**WHAT YOU WILL DO**
Retype the material below line for line, changing nothing.
□ □ □ □ □
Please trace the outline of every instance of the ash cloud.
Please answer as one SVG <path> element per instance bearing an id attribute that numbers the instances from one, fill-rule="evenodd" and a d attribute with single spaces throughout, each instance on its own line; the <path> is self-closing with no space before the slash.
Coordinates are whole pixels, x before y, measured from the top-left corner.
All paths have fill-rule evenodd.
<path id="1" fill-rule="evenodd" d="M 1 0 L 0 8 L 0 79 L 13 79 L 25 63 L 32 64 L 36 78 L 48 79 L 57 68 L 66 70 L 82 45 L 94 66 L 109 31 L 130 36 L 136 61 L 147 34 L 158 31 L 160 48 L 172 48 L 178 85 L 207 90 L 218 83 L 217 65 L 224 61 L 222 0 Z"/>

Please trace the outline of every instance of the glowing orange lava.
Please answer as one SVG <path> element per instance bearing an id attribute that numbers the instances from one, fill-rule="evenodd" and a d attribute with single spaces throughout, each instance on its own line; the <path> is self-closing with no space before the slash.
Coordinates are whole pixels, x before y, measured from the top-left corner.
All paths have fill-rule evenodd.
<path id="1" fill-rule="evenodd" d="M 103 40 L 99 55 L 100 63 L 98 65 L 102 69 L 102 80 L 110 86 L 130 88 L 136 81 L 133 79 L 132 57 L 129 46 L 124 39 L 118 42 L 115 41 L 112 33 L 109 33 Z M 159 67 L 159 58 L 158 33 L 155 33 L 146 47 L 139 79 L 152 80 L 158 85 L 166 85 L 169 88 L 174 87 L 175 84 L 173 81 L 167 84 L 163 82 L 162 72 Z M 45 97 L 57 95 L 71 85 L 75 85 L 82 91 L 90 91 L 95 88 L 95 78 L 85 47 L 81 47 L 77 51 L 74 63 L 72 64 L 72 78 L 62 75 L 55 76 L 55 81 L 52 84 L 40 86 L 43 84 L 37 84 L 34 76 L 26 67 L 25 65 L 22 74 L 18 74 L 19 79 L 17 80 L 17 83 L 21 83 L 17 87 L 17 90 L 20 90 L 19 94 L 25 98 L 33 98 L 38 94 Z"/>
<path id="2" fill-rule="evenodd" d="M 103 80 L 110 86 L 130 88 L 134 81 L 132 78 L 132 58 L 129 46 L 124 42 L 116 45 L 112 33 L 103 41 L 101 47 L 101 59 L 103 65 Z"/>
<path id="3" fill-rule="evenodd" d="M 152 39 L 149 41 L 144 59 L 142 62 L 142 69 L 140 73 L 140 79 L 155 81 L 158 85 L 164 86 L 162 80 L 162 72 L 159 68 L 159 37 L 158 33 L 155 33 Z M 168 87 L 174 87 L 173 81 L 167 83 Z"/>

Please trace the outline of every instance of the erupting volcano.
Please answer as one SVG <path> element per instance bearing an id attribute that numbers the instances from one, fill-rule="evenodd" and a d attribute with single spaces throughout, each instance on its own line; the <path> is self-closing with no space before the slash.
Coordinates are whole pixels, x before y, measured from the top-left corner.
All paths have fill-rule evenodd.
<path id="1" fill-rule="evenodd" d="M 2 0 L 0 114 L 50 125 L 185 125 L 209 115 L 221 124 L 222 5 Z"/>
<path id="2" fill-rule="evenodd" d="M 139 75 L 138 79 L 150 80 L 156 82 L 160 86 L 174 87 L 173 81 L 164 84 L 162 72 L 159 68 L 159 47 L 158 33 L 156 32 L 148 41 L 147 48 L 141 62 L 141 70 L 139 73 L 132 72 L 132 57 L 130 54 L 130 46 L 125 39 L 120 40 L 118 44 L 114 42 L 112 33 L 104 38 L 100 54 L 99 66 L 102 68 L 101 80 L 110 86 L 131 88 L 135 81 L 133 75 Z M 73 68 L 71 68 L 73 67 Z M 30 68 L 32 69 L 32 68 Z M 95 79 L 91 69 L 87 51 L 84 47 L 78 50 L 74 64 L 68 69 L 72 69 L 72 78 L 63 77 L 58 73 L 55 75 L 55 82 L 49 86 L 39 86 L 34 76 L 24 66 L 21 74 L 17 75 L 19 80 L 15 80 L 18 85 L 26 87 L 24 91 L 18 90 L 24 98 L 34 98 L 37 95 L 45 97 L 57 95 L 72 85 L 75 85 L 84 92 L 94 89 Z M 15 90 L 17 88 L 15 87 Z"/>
□ □ □ □ □
**SOLUTION TO THE EXERCISE**
Please trace the outline of every instance of the ash cloud.
Please answer as one SVG <path> element per instance bearing an id attribute that numbers the instances from one, fill-rule="evenodd" and a d attribute with single spaces throughout, each instance on its own line; the <path> is self-closing with no space before the slash.
Coordinates are whole pixels, x before y, measured from the top-left corner.
All paths have fill-rule evenodd.
<path id="1" fill-rule="evenodd" d="M 1 0 L 0 8 L 0 79 L 13 79 L 25 63 L 32 64 L 36 78 L 48 79 L 57 68 L 66 70 L 82 45 L 94 66 L 109 31 L 130 36 L 136 61 L 147 34 L 158 31 L 160 48 L 172 48 L 178 85 L 207 90 L 218 83 L 217 65 L 224 61 L 222 0 Z"/>

Please trace the outline of every instance of the glowing orange lava.
Please answer as one SVG <path> element per instance bearing an id attribute that numbers the instances from one, fill-rule="evenodd" and a d attribute with single spaces throughout, each instance on its own line; the <path> is self-closing with no space before the slash.
Coordinates are whole pixels, x before y, measured from the top-left corner.
All paths have fill-rule evenodd.
<path id="1" fill-rule="evenodd" d="M 103 40 L 99 55 L 100 63 L 98 65 L 102 69 L 102 80 L 110 86 L 130 88 L 136 81 L 133 79 L 132 57 L 129 46 L 124 39 L 118 42 L 115 41 L 112 33 L 109 33 Z M 159 67 L 159 58 L 158 33 L 155 33 L 146 47 L 139 79 L 152 80 L 158 85 L 166 85 L 169 88 L 174 87 L 175 84 L 173 81 L 167 84 L 163 82 L 162 72 Z M 45 97 L 57 95 L 71 85 L 75 85 L 82 91 L 90 91 L 95 88 L 95 78 L 85 47 L 81 47 L 77 51 L 74 63 L 72 64 L 72 78 L 62 75 L 55 76 L 55 81 L 52 84 L 40 86 L 43 84 L 37 84 L 34 76 L 26 67 L 25 65 L 22 74 L 18 74 L 19 79 L 17 80 L 17 83 L 21 83 L 17 87 L 17 90 L 20 90 L 19 94 L 25 98 L 33 98 L 38 94 Z"/>
<path id="2" fill-rule="evenodd" d="M 103 80 L 110 86 L 130 88 L 134 81 L 132 78 L 132 58 L 129 46 L 124 42 L 116 45 L 112 33 L 103 41 L 101 47 L 101 59 L 103 65 Z"/>
<path id="3" fill-rule="evenodd" d="M 152 39 L 149 41 L 144 59 L 142 62 L 142 69 L 140 73 L 140 79 L 155 81 L 158 85 L 164 86 L 162 80 L 162 72 L 159 68 L 159 37 L 158 33 L 155 33 Z M 168 87 L 174 87 L 173 81 L 167 83 Z"/>

Please trace the outline of every instance of the erupting volcano.
Please answer as one SVG <path> element per instance bearing an id attribute that numbers the instances from one, fill-rule="evenodd" and a d attribute with single spaces throughout, each instance on its own line; the <path> is self-closing with no space before the slash.
Coordinates are whole pixels, x before y, measured from the top-left corner.
All paths have fill-rule evenodd.
<path id="1" fill-rule="evenodd" d="M 2 0 L 0 114 L 50 125 L 185 125 L 209 115 L 221 124 L 222 5 Z"/>
<path id="2" fill-rule="evenodd" d="M 139 75 L 138 79 L 150 80 L 156 82 L 160 86 L 174 87 L 173 81 L 164 84 L 162 72 L 159 68 L 159 47 L 158 33 L 156 32 L 148 41 L 147 48 L 141 62 L 141 70 L 139 73 L 132 72 L 132 57 L 130 54 L 130 46 L 125 39 L 120 40 L 118 44 L 114 42 L 112 33 L 104 38 L 100 54 L 99 66 L 102 68 L 101 80 L 110 86 L 131 88 L 135 81 L 133 75 Z M 73 68 L 71 68 L 73 67 Z M 30 68 L 32 69 L 32 68 Z M 95 79 L 91 69 L 87 51 L 84 47 L 78 50 L 74 64 L 68 69 L 72 69 L 72 78 L 63 77 L 58 73 L 55 75 L 55 82 L 49 86 L 39 86 L 34 76 L 24 66 L 21 74 L 17 75 L 19 80 L 15 80 L 18 85 L 26 87 L 24 91 L 18 90 L 24 98 L 34 98 L 37 95 L 45 97 L 57 95 L 72 85 L 75 85 L 84 92 L 94 89 Z M 15 90 L 17 88 L 15 87 Z"/>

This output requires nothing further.